Que parágrafos viriam depois do último trecho do texto sobre a redução da maioridade penal? Escreva a continuação desse texto.

• _Texto de leitura_

• • • •

Neste importante momento da vida nacional, quando, sob o argumento do suposto combate à violência e à criminalidade, se pretende reduzir, de 18 para 16 anos, a imputabilidade penal no país, o Ministério Público do Paraná vem esclarecer a população as razões pelas quais é contra tal proposta. O MP-PR alerta, também, para o manifesto retrocesso social e jurídico que a criminalização de jovens implicaria ao Brasil.
Neste sentido, a Instituição vem desmitificar os vários “argumentos” que entende equivocados, muitas vezes utilizados para confundir e desviar a atenção da opinião pública dos verdadeiros problemas – inclusive os reiterados escândalos de corrupção – que afligem o País.
Por outro lado, ressalta que as discussões em torno do aumento do período de internação de adolescentes – sobretudo nas infrações mais graves – devem ser feitas no âmbito do próprio Estatuto da Criança e do Adolescente, de modo que a privação de liberdade, quando necessária, seja sempre conjugada com a obrigatória oferta de educação básica e aprendizagem profissional, de modo a efetivamente garantir a ressocialização dos adolescentes, em benefício da coletividade.
Conheça, abaixo, as razões pelas quais o Ministério Público é contra a redução da maioridade penal.
A redução da idade penal não resolve nem ameniza o problema da violência no Brasil.
Na verdade, a discussão em torno da maioridade penal só desvia o foco das verdadeiras causas da violência. Pesquisas realizadas nas áreas social e educacional apontam que no Brasil a violência está profundamente ligada a questões como desigualdade e exclusão social, impunidade, corrupção e desvio de dinheiro público. Portanto, a redução da idade penal apenas transforma o adolescente em bode expiatório para desviar a atenção da opinião pública das causas reais da violência, que são a ausência de investimentos multissetoriais em saúde, educação, programas culturais, esportivos, de lazer e em mecanismos de participação social e política.
Da mesma forma, a alteração não reduzirá os índices de criminalidade entre a juventude.
Ao contrário, o ingresso antecipado no falido sistema penal brasileiro expõe os adolescentes a mecanismos/comportamentos reprodutores da violência, como o aumento das chances de reincidência (que no Sistema Penal é altíssima, superando os 70%). A violência não será solucionada com a culpabilização e punição, mas pela ação da sociedade e dos governos no enfrentamento de suas causas, sobretudo no plano social, educacional e econômico. Agir punindo e sem a discussão sobre os reais motivos que reproduzem e mantêm a violência, só gera mais violência.

• • • •

• _Lista de dados_
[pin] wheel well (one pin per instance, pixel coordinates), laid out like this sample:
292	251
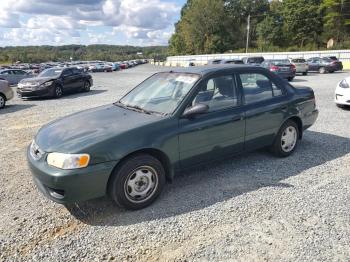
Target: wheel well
3	95
161	156
297	120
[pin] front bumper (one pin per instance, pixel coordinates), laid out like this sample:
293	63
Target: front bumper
342	96
310	118
33	93
69	186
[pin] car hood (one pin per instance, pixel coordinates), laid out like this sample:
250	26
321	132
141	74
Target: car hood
79	131
37	80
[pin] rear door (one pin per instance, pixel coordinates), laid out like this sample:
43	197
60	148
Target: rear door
8	76
68	80
266	105
220	131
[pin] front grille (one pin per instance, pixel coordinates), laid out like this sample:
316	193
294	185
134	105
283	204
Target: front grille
35	152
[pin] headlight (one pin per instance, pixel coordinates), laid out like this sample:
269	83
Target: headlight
46	84
68	161
344	84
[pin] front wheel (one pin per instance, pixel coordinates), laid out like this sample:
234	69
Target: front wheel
137	182
2	101
286	140
322	70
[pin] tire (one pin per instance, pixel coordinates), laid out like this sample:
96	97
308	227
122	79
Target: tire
86	86
2	101
137	182
57	91
322	70
287	139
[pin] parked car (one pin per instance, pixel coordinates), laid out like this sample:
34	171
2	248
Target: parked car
214	61
322	65
338	64
101	67
342	93
6	93
253	60
281	67
301	66
13	76
232	61
54	82
171	121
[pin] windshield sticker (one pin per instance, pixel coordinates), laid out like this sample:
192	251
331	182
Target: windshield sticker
186	79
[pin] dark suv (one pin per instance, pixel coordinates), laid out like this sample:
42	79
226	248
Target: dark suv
322	65
253	60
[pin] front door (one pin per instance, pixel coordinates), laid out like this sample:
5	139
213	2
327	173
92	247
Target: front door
265	105
220	131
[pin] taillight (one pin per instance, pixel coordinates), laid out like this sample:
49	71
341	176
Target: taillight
274	68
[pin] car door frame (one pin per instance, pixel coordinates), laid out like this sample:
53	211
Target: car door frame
67	81
276	104
234	114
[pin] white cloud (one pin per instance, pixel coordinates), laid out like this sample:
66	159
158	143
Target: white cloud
141	21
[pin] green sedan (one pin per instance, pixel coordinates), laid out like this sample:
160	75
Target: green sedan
170	122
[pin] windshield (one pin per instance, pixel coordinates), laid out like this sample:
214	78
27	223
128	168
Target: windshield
161	93
280	62
299	60
52	72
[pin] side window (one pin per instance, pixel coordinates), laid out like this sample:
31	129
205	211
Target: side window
67	72
218	93
76	71
257	87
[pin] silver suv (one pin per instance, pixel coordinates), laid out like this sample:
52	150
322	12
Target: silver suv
6	93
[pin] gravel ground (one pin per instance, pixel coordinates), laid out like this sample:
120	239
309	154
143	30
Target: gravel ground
253	207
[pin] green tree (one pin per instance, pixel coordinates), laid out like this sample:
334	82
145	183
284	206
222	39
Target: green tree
302	21
336	19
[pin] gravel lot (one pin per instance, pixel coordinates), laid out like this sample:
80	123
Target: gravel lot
251	208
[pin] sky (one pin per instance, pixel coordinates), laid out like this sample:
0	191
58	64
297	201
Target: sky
60	22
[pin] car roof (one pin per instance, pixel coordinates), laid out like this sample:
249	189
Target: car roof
204	70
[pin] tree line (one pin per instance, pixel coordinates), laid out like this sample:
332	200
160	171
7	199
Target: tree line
218	26
38	54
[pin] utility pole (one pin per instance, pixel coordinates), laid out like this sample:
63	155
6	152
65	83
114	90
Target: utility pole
248	32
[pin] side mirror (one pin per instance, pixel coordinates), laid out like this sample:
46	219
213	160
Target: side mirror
196	110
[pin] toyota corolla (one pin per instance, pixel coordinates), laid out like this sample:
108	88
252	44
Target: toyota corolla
171	121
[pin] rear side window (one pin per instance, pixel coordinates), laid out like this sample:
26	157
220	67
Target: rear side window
298	60
218	93
258	87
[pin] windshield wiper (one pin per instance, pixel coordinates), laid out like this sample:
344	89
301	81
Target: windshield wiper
137	109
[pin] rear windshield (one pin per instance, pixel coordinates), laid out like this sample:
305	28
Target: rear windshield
280	62
298	60
256	60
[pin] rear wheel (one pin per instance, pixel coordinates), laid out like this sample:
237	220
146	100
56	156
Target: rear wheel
2	101
137	182
322	70
86	86
58	92
286	140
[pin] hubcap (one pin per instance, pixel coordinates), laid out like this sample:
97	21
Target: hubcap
58	91
141	184
289	139
2	101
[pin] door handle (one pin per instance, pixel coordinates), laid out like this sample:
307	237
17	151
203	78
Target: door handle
237	118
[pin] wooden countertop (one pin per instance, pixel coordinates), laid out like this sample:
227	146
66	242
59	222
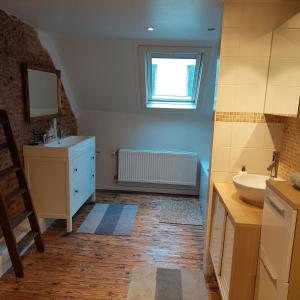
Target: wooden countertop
240	212
286	191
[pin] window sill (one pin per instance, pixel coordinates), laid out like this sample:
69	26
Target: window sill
166	105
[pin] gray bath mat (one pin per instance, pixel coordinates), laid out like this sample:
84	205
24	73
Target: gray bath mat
110	219
181	212
150	283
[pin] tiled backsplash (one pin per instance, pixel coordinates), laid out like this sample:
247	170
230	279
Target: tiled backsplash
290	155
248	117
249	144
249	139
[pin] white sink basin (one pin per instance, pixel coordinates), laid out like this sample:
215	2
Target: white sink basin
66	142
67	147
251	187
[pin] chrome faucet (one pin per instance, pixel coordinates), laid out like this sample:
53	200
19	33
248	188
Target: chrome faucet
273	167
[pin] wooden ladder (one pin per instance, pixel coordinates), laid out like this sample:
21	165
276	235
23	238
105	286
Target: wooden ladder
8	224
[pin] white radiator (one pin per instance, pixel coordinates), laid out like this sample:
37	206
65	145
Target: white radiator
178	168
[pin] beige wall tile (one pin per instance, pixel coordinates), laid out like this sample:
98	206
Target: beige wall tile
222	134
277	94
228	70
254	42
254	159
220	158
284	71
226	98
251	70
247	135
249	98
286	42
273	136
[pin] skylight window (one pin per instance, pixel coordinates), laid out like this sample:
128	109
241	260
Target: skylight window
173	79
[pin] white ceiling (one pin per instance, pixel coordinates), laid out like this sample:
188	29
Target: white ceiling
172	19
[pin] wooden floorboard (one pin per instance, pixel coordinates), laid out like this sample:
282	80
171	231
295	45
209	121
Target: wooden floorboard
89	266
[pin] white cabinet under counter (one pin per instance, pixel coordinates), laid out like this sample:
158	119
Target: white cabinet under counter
278	275
234	243
61	176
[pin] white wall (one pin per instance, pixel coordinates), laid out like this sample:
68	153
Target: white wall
114	130
104	75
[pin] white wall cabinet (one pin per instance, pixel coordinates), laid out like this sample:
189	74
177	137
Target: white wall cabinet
283	87
61	177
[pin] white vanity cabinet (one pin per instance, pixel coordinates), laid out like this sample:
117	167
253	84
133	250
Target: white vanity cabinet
61	176
234	243
279	264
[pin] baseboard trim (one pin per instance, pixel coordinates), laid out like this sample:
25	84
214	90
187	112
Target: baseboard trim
21	231
161	190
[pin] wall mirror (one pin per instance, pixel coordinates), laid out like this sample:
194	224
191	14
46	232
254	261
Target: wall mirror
42	92
283	88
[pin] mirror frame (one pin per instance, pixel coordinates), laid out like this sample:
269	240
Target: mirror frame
25	68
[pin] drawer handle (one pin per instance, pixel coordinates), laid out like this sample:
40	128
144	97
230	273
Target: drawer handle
279	209
271	275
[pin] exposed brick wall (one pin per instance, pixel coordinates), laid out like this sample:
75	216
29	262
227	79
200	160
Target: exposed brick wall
19	44
290	156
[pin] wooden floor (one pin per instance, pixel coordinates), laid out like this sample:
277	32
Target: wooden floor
88	266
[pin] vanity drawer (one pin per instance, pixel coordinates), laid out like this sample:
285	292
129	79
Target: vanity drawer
277	234
268	287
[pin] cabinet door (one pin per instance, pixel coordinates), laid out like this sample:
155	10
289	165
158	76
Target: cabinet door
283	88
217	233
277	235
267	286
227	256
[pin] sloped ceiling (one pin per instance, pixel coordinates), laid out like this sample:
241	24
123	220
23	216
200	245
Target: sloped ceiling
172	19
96	40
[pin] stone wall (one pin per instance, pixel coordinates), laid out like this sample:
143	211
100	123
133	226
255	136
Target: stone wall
19	43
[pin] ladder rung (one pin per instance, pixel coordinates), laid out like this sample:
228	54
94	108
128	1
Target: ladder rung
3	146
19	218
26	239
8	171
14	195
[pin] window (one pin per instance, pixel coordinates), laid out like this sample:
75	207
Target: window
172	79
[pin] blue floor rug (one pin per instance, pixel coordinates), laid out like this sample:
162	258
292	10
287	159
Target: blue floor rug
110	219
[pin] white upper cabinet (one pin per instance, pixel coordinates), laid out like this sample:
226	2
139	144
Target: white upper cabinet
283	86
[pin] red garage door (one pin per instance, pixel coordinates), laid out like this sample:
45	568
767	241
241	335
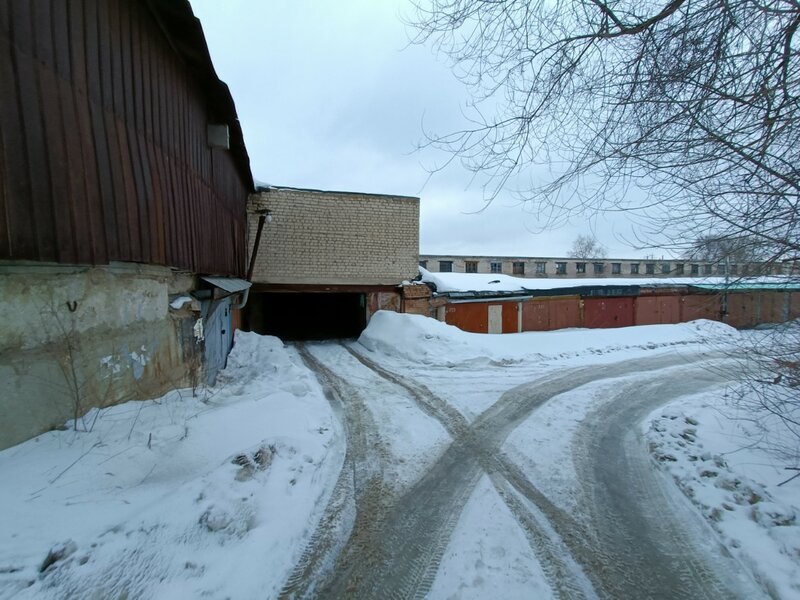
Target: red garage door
608	312
657	310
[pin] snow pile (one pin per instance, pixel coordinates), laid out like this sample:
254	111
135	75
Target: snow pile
422	339
473	282
496	282
734	484
179	497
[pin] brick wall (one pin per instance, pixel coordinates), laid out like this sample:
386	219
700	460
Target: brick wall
341	238
533	267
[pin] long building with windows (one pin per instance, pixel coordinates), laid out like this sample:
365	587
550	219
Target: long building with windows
535	266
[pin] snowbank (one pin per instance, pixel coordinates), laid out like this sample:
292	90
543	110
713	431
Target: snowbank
179	497
427	340
495	282
714	455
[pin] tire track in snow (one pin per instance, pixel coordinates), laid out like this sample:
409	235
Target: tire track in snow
359	490
564	578
558	530
654	544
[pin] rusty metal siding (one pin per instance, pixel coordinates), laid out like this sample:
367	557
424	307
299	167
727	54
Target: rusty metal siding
741	310
511	317
700	306
794	305
770	307
536	315
102	142
608	312
472	317
547	314
657	310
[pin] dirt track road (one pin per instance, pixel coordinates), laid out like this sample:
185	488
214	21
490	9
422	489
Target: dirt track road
632	538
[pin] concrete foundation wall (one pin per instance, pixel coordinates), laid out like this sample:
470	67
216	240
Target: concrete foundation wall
76	338
320	237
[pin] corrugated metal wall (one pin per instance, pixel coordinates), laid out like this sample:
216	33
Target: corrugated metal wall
608	312
103	133
700	306
656	310
546	314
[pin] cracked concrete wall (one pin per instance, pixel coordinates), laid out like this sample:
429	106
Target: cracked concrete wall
74	338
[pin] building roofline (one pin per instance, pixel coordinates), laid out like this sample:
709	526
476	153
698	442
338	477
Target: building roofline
268	188
184	32
423	256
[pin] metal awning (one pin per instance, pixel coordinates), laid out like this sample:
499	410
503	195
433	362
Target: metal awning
229	284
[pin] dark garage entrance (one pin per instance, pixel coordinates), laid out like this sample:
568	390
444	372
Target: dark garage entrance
306	316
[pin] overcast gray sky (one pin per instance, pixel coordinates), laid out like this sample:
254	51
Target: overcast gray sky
332	96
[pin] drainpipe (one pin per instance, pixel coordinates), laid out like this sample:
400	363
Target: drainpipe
264	216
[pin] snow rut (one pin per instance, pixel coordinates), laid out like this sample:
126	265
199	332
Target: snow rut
396	545
653	545
359	497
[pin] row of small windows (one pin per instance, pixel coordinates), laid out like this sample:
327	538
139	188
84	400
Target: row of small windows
597	268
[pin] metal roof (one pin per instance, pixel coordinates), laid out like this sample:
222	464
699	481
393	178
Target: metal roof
743	286
229	284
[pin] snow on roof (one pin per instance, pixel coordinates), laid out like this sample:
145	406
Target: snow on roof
493	282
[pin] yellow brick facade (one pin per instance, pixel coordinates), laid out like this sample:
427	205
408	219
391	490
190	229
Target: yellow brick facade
334	238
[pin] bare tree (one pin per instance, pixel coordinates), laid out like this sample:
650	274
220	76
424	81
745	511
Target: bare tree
684	111
586	246
740	249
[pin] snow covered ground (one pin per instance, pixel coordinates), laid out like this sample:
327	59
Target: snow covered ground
178	497
219	495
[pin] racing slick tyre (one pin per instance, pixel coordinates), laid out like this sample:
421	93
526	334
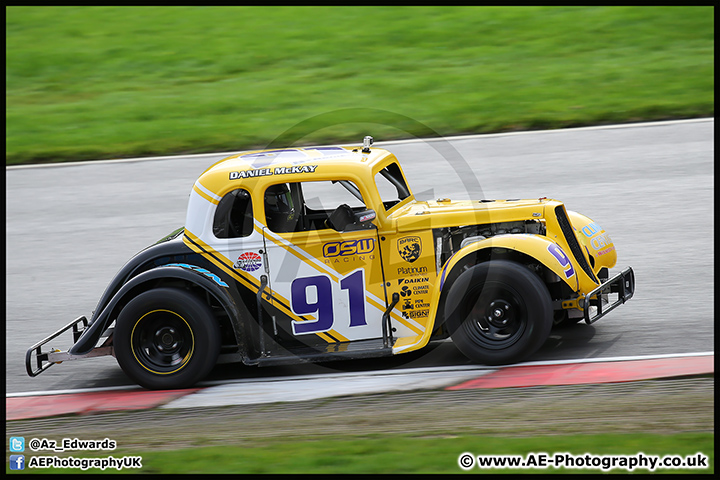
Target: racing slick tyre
166	338
498	312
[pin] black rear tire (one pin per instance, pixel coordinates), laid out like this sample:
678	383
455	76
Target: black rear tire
498	312
166	338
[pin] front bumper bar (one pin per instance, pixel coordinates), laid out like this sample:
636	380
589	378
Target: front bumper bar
623	284
37	360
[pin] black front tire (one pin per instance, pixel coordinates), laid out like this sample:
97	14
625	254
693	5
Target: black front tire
166	338
498	312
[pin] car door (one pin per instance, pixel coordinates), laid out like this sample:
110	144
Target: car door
327	285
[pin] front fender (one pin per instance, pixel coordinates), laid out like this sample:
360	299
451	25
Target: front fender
181	271
539	247
595	240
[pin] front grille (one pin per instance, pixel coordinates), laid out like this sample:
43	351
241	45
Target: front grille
572	241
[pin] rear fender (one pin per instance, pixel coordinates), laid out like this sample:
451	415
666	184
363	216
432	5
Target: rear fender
193	274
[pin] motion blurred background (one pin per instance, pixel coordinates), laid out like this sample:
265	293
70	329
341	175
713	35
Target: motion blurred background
91	83
113	82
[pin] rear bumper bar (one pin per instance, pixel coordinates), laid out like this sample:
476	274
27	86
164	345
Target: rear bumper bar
623	284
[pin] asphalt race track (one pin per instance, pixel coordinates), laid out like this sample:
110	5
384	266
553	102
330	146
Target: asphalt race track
69	229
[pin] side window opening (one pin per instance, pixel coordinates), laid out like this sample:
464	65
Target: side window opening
234	216
304	206
391	186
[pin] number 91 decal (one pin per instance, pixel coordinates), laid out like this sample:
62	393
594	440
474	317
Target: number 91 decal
562	259
304	302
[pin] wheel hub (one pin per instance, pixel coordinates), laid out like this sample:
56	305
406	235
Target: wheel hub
167	339
499	313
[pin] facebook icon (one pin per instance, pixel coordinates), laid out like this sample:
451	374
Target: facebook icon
17	444
17	462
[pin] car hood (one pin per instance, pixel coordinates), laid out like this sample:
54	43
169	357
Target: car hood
449	213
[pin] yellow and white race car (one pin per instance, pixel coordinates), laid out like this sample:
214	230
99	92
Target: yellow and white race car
317	254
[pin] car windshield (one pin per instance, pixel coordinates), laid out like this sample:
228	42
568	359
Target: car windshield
391	186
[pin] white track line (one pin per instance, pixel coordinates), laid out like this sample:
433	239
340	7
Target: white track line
405	371
389	142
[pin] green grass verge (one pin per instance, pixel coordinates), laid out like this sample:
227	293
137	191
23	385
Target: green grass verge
404	454
109	82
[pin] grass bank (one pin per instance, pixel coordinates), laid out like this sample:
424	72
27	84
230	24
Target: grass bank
110	82
399	454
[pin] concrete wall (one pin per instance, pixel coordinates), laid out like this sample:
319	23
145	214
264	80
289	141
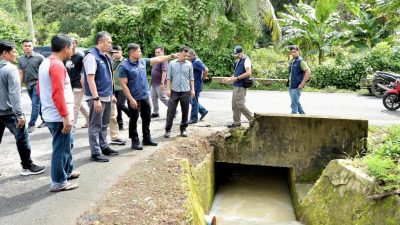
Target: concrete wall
305	143
339	197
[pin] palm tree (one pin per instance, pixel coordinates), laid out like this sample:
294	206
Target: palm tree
261	13
28	4
313	29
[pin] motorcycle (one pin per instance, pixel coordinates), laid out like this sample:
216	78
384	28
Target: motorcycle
382	82
391	99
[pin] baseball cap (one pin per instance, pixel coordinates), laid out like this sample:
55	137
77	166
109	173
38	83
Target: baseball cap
238	49
116	48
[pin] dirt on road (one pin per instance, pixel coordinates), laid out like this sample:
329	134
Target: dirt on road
150	192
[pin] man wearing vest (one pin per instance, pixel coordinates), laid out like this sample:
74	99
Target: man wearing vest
98	94
134	83
180	87
242	68
200	73
299	73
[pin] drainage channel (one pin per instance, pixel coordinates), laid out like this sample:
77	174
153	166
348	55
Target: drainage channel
252	195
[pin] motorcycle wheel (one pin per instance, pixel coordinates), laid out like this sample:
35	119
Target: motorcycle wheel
391	102
376	90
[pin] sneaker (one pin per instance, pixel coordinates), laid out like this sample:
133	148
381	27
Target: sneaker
118	141
136	145
31	129
33	170
75	174
67	187
192	122
155	115
43	124
233	125
99	158
184	133
109	151
203	115
149	142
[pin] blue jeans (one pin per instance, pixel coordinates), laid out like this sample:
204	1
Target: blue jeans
21	136
196	107
32	92
61	159
295	98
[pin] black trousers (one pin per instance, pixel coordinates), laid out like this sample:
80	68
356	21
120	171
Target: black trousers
184	99
121	106
144	108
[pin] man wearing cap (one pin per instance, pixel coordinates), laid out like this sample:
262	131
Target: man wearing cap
134	83
299	73
28	65
98	94
242	67
74	67
118	59
115	51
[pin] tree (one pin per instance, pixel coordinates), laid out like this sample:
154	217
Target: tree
31	28
313	29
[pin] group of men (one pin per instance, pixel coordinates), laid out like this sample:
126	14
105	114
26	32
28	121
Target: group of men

• • • •

• _Resposta_
Nossa legislação já possibilita a privação de liberdade a partir dos 12 anos de idade.
No Brasil, já a partir dos 12 anos de idade, os adolescentes que praticam atos infracionais estão sujeitos à privação de liberdade. O Estatuto da Criança e do Adolescente, a exemplo da legislação para adultos, prevê dentre as medidas socioeducativas a prestação de serviços à comunidade, a semiliberdade e também a internação, com a completa privação de liberdade de adolescentes. Esta autêntica “prisão” ocorre em estabelecimentos específicos, separados do contato com criminosos adultos. Atualmente mais de 15 mil jovens cumprem medida de internação no país. Portanto, é falso o argumento de que os adolescentes não são responsabilizados por seus atos. Não há, destarte, porque reduzir a maioridade penal para 16 anos, quando, desde os 12 anos, os adolescentes já estão sujeitos à privação de liberdade no país.
A redução da maioridade penal provocaria o “efeito dominó”, com gravíssimas consequências.
Adolescentes não são adultos; são seres em especial fase de desenvolvimento. Presumir que, a partir dos 16 anos, têm condições de ser responsabilizados penalmente como adultos, implicaria em reconhecer que também estão aptos, por exemplo, a conduzir veículos, a ter livre acesso a bebidas alcoólicas, a trabalhar em locais penosos e insalubres, a serem encaminhados para o exterior (contra a vontade dos pais), a serem impunemente fotografados ou filmados em cenas pornográficas, a estarem desprotegidos de medidas como a guarda ou tutela, etc. O precedente seria gravíssimo e resultaria em ‘efeito dominó’, que facilitaria e descaracterizaria crimes como a corrupção de menores, o tráfico internacional de pessoas, a exploração sexual, etc. Implicaria, ainda, em verdadeiro “prêmio” a adultos autores de crimes dessa natureza, que além de não mais serem responsabilizados pelo aliciamento de jovens de 16 ou 17 anos, passariam a aliciar adolescentes ainda mais novos. Leia mais.
São os adultos, e não os adolescentes, os maiores responsáveis pela criminalidade no país.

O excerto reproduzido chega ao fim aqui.